Instructions for the task
Reproduce the data in full, exactly as it appears.

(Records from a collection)
· · · · ·

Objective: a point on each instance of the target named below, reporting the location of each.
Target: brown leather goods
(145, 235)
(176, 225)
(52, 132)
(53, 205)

· · · · ·

Exercise response
Objective: a point on each instance of the target named below, reporting the location of each.
Target: brown leather goods
(145, 235)
(176, 225)
(52, 132)
(53, 205)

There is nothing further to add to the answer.